Take the data below and copy exactly the lines starting at the one with "Query: white painted wall" and finishing at the one with "Query: window", both included.

AVAILABLE RECORDS
■ ■ ■

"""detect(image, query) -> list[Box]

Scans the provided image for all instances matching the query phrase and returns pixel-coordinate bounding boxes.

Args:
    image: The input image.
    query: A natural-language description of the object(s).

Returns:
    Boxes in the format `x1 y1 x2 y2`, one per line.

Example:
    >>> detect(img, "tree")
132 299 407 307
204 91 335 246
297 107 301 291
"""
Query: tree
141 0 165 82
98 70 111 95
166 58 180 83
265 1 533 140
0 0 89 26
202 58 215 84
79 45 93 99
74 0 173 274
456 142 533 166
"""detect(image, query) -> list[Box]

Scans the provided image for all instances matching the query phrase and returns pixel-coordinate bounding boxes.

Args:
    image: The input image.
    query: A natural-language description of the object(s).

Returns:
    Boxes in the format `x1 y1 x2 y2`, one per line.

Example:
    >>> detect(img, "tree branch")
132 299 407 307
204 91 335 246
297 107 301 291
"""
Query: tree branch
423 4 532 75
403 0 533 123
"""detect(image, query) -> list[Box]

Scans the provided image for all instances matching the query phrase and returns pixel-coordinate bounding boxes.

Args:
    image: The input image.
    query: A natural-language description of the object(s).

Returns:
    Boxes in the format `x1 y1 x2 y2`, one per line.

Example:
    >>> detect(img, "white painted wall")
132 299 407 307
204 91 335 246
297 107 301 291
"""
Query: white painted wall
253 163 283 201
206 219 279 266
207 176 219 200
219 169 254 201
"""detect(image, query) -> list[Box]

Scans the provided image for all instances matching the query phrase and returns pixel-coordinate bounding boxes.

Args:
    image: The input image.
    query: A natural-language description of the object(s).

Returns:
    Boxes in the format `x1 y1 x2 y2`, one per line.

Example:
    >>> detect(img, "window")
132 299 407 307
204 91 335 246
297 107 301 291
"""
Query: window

■ ■ ■

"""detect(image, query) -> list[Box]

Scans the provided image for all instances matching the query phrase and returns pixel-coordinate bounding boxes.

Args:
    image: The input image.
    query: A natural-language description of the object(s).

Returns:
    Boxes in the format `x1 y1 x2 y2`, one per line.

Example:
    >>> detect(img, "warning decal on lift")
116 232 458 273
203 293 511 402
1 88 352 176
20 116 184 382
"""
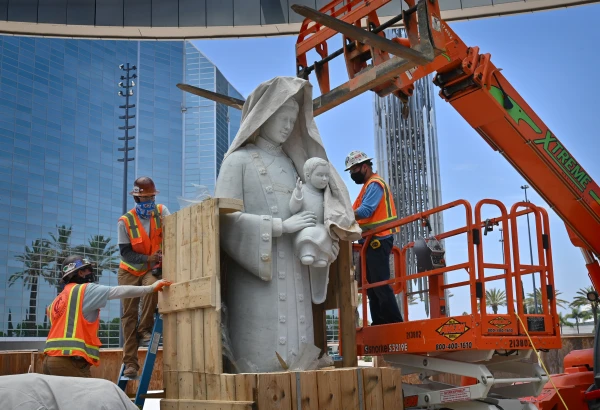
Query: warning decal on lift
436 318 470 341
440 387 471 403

■ ■ ■

TASK SOLUTION
Query: white painted wall
253 163 283 201
206 219 279 266
207 176 219 200
219 169 254 201
"""detect(image, query) -> list[Box]

Scans the provided image for all instances matching the query phrase and returns pixel-coordinate bounding boxes.

Args:
    image: The input image.
    query: A natural-language description of the object(s).

Returns:
    Boxes in the format `x1 y1 x2 y2`, one per line.

Example:
    >>> detect(img, "window")
132 299 407 307
204 91 335 246
297 107 301 291
"""
Query: window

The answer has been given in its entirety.